**What to produce**. Please revise the lines from the one with "Trace the outline of every instance of the group" up to and including the one with "Give the mask of the group of people walking.", changing "group of people walking" to "crowd of pedestrians" and leaving everything else as it is. Return only those lines.

======== Recorded data

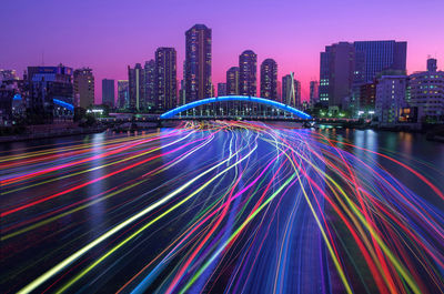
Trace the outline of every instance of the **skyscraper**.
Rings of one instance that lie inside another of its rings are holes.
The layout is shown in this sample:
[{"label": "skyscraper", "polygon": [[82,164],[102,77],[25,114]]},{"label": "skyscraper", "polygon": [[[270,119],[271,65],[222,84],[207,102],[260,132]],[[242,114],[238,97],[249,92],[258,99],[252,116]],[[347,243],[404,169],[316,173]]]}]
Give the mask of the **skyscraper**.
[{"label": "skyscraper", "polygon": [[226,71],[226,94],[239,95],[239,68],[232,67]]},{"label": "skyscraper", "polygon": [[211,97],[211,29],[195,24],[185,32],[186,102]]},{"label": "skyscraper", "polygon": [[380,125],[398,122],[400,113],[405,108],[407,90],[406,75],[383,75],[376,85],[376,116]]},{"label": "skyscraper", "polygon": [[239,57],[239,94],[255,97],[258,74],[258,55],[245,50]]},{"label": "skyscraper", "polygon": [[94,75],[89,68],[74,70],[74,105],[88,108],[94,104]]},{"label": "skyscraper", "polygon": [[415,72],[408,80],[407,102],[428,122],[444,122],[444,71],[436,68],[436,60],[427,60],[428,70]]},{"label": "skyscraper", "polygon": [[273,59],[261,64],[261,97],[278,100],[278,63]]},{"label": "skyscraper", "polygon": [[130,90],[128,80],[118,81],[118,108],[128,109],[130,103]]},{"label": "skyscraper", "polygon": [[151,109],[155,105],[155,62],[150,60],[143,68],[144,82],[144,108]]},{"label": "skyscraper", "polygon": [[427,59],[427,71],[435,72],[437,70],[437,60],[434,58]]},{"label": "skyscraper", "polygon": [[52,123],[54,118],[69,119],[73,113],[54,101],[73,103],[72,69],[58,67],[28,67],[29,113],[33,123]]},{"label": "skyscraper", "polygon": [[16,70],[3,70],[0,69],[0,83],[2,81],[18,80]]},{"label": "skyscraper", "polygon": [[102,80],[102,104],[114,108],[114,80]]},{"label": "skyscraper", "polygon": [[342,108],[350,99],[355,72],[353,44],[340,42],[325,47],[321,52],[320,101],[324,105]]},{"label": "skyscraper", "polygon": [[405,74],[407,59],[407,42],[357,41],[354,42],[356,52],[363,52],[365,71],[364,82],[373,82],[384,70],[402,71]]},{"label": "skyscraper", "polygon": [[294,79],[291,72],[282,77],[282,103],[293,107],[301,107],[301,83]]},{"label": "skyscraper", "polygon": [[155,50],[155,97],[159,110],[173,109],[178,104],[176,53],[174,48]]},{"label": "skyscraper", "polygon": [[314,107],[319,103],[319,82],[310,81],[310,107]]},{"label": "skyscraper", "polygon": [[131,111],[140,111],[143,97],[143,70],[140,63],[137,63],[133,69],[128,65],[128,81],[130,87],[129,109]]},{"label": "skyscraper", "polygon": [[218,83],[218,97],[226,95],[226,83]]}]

================
======== Recorded data

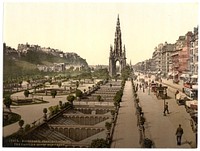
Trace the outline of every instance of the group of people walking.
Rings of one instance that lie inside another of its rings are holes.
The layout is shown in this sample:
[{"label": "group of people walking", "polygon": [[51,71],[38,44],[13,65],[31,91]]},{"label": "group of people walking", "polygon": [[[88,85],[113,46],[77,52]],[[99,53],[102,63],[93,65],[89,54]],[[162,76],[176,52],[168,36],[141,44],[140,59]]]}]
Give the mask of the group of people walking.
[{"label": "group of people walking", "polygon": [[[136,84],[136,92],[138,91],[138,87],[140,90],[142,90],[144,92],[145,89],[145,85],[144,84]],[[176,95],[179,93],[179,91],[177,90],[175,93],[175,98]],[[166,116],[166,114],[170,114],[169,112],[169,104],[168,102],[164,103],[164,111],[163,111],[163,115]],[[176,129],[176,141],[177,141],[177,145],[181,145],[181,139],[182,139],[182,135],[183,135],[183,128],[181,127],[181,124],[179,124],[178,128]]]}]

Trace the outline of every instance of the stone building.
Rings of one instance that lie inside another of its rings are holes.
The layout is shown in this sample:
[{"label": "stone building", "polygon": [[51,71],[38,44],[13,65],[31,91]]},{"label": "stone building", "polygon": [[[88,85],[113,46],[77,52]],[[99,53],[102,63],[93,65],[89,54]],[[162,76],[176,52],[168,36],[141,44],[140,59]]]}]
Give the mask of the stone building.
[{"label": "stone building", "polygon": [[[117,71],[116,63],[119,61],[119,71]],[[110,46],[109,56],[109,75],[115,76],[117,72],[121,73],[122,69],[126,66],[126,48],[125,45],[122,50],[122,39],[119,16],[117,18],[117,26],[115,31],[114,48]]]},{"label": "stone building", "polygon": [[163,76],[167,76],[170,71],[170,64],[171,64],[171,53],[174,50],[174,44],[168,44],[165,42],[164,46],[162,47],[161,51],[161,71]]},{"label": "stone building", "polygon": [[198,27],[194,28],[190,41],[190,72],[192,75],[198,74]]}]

================

**Output below**.
Trace the outline of every instance of the crowd of pedestrians.
Rings of one instance that lie inside another of its rings are holes.
The layout is shown in this sample:
[{"label": "crowd of pedestrians", "polygon": [[51,71],[38,44],[13,65],[31,91]]},{"label": "crowd of pedestrians", "polygon": [[[88,85],[113,46],[77,52]],[[99,53],[102,63],[93,65],[89,54]],[[162,76],[176,52],[168,36],[141,44],[140,59]]]}]
Give the mask of the crowd of pedestrians.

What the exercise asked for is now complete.